↓

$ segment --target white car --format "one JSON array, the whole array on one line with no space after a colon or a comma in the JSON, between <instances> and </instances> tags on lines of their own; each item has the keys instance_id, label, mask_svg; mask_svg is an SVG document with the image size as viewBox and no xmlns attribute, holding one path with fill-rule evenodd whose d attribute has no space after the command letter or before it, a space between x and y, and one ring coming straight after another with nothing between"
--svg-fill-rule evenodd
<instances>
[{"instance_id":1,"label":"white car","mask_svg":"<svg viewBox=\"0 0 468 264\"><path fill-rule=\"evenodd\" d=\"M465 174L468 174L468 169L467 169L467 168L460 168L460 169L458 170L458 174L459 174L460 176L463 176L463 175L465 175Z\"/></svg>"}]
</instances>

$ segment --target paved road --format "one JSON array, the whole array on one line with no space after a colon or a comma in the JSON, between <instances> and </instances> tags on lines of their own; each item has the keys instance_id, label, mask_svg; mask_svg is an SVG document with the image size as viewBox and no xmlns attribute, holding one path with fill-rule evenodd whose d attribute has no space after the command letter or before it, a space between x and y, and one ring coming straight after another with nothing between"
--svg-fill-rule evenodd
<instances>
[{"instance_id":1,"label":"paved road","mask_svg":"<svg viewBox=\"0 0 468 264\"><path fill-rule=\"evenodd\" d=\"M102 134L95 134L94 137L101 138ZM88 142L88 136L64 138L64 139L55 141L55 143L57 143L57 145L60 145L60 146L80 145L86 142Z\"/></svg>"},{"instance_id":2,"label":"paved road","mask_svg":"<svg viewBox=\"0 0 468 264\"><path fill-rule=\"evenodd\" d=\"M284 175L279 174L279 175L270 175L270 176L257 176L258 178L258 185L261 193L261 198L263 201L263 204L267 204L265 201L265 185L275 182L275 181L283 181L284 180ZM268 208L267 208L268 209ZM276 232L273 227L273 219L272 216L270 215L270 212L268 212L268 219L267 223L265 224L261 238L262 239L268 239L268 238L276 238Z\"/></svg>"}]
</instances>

↑
↓

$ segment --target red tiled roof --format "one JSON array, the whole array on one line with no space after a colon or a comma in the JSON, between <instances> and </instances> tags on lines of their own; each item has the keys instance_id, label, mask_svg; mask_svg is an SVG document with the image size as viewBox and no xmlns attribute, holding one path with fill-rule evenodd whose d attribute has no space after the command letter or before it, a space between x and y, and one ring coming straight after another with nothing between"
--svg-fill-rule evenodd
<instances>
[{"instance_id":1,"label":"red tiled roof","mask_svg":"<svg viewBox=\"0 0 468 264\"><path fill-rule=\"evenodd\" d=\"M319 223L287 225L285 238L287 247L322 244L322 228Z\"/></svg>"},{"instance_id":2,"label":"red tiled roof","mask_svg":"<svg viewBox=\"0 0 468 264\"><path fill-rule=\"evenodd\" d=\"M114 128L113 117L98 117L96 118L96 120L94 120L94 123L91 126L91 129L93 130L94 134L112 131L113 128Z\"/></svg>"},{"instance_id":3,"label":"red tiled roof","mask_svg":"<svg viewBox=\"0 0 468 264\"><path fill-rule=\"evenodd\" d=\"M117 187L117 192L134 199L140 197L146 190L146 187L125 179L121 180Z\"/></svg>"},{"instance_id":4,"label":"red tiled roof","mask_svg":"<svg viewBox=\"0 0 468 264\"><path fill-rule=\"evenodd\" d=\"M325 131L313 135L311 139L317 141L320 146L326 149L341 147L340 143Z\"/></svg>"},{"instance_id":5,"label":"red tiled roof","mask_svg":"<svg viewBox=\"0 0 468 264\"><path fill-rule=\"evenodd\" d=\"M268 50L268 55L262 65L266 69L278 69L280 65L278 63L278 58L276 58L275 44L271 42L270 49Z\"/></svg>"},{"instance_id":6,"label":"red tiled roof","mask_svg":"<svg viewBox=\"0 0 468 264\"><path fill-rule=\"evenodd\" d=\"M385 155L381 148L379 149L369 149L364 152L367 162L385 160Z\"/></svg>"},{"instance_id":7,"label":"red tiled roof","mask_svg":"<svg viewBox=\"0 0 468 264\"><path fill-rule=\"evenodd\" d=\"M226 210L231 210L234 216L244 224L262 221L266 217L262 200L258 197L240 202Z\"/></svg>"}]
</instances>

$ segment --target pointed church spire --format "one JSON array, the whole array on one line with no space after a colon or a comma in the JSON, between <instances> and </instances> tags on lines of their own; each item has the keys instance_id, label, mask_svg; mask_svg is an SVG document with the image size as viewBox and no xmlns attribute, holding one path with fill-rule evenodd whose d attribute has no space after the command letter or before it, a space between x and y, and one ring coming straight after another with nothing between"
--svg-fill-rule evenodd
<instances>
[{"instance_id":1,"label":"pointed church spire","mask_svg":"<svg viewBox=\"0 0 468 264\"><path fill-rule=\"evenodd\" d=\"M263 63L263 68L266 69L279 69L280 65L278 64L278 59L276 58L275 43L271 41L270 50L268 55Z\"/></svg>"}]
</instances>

↑

_Task description_
Each line in the listing above from the one containing "segment --target white" through the one containing "segment --target paved" should be repeated exactly, and no other line.

_Written response_
$ segment --target white car --format "one JSON array, the whole array on one line with no space after a colon or a comma in the JSON, between <instances> and </instances> tags on lines of their own; each item has the keys instance_id, label, mask_svg; mask_svg is an SVG document with the image size as viewBox and no xmlns attribute, holding one path with fill-rule evenodd whose d attribute has no space after the command letter or before it, a space between x and y, and one ring coming straight after another with nothing between"
--svg-fill-rule evenodd
<instances>
[{"instance_id":1,"label":"white car","mask_svg":"<svg viewBox=\"0 0 468 264\"><path fill-rule=\"evenodd\" d=\"M465 174L468 174L468 169L467 169L467 168L460 168L460 169L458 170L458 174L459 174L460 176L463 176L463 175L465 175Z\"/></svg>"}]
</instances>

$ segment --target paved road --format "one JSON array, the whole array on one line with no space after a colon or a comma in the JSON, between <instances> and </instances> tags on lines of their own; each item has the keys instance_id, label, mask_svg; mask_svg is an SVG document with the image size as viewBox and no xmlns attribute, holding one path with fill-rule evenodd whose d attribute has no space after the command letter or before it, a space between x and y, and one ring coming straight after another with nothing between"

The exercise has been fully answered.